WHAT YOU ARE ASKED TO DO -
In the article about the Pope's planned visit to the UK, retype the passage from "It’s my guess" up to and including "the British taxpayer.".

TEXT EXCERPT -
■ ■ ■ ■
Invitation to a monster

 

A man who has colluded in protecting priests who have abused children, who has been responsible for the deaths of many in Africa and elsewhere who might have benefited from the use of condoms to stave off disease, who has probably contributed to the suicides of many gay people and who wants to dictate to the UK how it should frame its equality laws is to be a guest of honour in the United Kingdom this coming autumn. But there are many who oppose his visit, including the London for a Secular Europe campaign. Andy Armitage reports.
 

This is to be not just any old guest of honour, but a guest of honour who will have all the benefits of a state visit. And it could cost the British taxpayer tens of millions of pounds.

It’s hardly surprising that a lot of people are very annoyed by the red carpet that will greet the jackboots of this 82-year-old monster, the man who used to head the Vatican’s Inquisition. Petitions have been set up against the visit (see links below), and at one point the number of signatories on one of them grew dramatically.

It’s my guess – well, it’s an inevitability – that websites and blogs will continue to buzz with protest over the next few months before Pope Joseph Ratzinger arrives at an estimated cost of £20 million to the British taxpayer.

It’s not known exactly how much will be paid (figures are bandied about), or what proportion of the total cost will be met by the taxpayer, but there was a parliamentary question about this early in February, to which the government replied, The forthcoming visit of the Pope to the UK will be a Papal visit. As a Papal visit it will have status equivalent to a State Visit. The costs of the visit have not yet been determined; as with State Visits, certain elements will be borne by public funds.

What can be said is that a state visit to Australia by Ratzinger in 2008 cost that country, according to figures given by Britain’s National Secular Society, around A$200 million, which is about £115 million.

Other papal visits have also cost buttock-clenchingly large fortunes, as a glance at Concordat Watch will demonstrate. This web page lists several visits, including the Australian one, an outing to France, also in 2008, a jolly to Brazil in 2007 and one to Ratzinger’s home country, Germany, in 2006.

Concordat Watch comments, Of course, in the end both the Australian and the German taxpayers can afford to subsidise the pope. But unfortunately, papal trips are not confined to lands like these. The much-travelled John Paul II visited 129 different countries, few of them as wealthy as Australia and Germany.
■ ■ ■ ■
EXERCISE DATA -
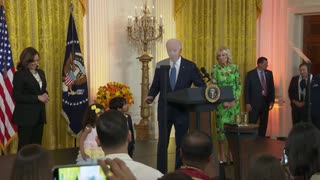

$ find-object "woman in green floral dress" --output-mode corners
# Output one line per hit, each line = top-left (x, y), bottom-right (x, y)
(211, 47), (241, 161)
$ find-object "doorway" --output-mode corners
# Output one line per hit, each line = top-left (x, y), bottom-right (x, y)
(303, 15), (320, 75)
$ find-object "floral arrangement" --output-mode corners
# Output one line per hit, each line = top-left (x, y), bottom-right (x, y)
(96, 82), (134, 109)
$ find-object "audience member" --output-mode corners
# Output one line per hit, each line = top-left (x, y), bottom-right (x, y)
(158, 171), (193, 180)
(10, 144), (52, 180)
(178, 130), (213, 180)
(286, 122), (320, 180)
(96, 109), (162, 180)
(109, 97), (135, 157)
(76, 104), (104, 164)
(98, 158), (136, 180)
(248, 154), (287, 180)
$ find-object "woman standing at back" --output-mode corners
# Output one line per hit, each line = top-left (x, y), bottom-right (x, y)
(211, 47), (241, 161)
(13, 47), (49, 150)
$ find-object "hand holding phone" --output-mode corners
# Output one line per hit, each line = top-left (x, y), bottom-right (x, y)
(53, 164), (106, 180)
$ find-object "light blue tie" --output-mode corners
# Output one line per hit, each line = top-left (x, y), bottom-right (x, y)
(170, 63), (177, 90)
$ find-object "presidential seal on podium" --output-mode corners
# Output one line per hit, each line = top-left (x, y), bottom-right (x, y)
(205, 84), (221, 103)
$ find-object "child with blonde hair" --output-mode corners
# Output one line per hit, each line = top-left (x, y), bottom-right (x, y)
(76, 104), (105, 164)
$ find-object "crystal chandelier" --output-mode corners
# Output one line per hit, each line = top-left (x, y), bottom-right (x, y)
(127, 2), (163, 54)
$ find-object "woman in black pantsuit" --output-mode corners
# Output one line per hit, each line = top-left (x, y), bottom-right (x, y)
(13, 47), (49, 150)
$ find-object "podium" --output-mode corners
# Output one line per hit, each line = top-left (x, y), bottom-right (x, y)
(167, 86), (234, 135)
(165, 86), (234, 176)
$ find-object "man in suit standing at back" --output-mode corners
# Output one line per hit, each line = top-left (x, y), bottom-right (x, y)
(245, 57), (275, 136)
(145, 39), (205, 173)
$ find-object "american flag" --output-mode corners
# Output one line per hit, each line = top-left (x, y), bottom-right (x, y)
(0, 5), (17, 150)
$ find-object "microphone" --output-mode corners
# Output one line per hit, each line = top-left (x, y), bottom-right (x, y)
(200, 67), (211, 82)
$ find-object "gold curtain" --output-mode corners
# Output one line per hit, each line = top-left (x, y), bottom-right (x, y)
(4, 0), (85, 153)
(174, 0), (262, 150)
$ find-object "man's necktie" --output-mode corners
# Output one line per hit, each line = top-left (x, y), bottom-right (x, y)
(260, 71), (268, 96)
(299, 79), (307, 101)
(169, 63), (177, 90)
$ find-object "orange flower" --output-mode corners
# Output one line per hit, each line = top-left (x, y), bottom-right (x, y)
(95, 82), (134, 109)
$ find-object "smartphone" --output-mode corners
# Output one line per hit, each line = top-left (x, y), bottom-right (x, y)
(53, 165), (106, 180)
(283, 147), (288, 165)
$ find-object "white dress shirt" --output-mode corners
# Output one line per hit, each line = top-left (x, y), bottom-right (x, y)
(169, 56), (181, 83)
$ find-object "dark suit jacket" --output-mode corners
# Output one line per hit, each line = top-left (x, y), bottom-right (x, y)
(245, 69), (275, 107)
(288, 75), (300, 106)
(148, 57), (205, 110)
(13, 69), (47, 126)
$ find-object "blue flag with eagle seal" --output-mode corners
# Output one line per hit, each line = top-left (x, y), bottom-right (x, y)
(62, 13), (88, 136)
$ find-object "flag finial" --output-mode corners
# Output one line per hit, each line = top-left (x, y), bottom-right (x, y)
(69, 2), (73, 12)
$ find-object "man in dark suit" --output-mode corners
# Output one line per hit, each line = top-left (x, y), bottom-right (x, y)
(245, 57), (275, 136)
(288, 63), (308, 125)
(145, 39), (205, 173)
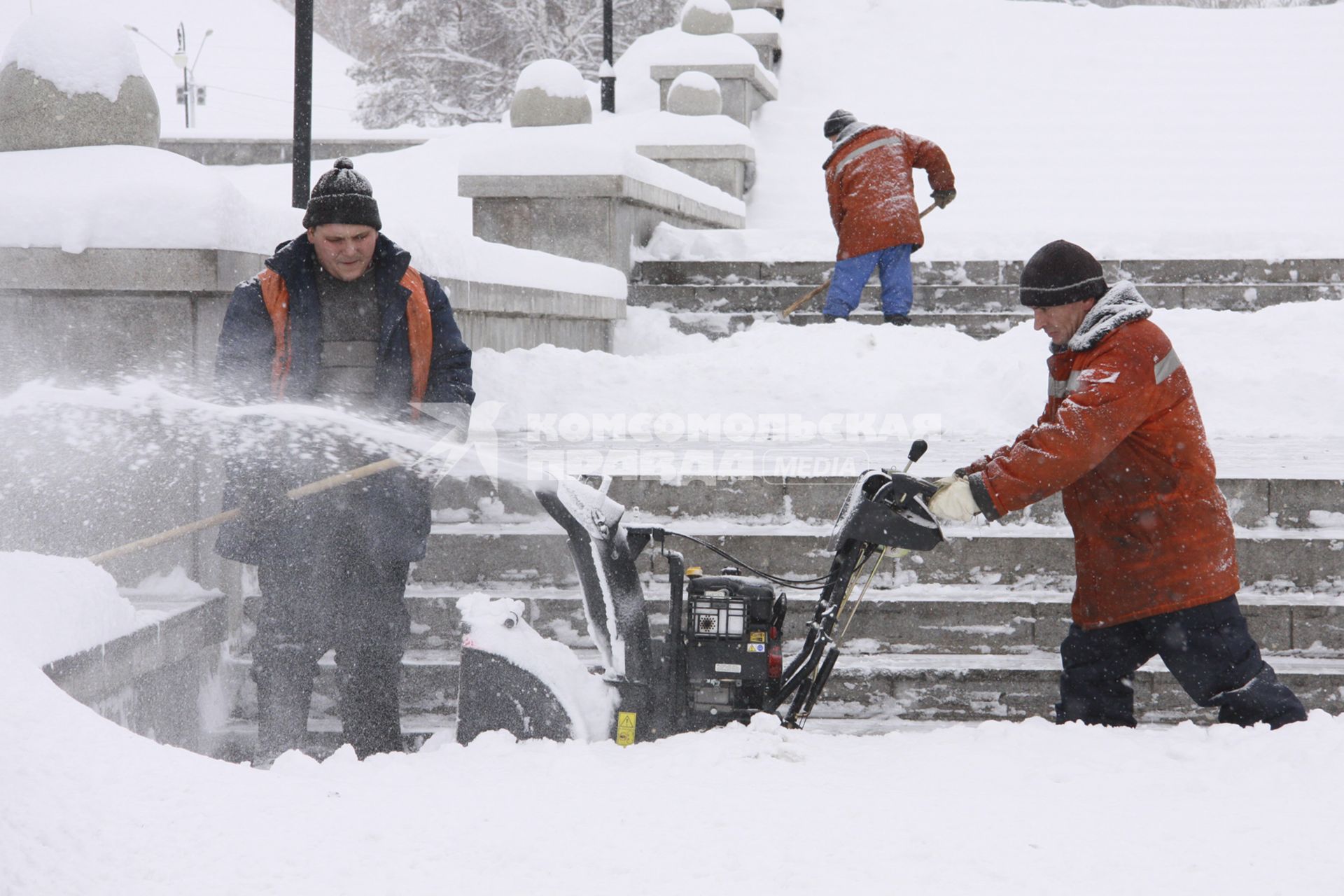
■ ■ ■ ■
REPLY TO THE TASK -
It’s my guess – well, it’s an inevitability – that websites and blogs will continue to buzz with protest over the next few months before Pope Joseph Ratzinger arrives at an estimated cost of £20 million to the British taxpayer.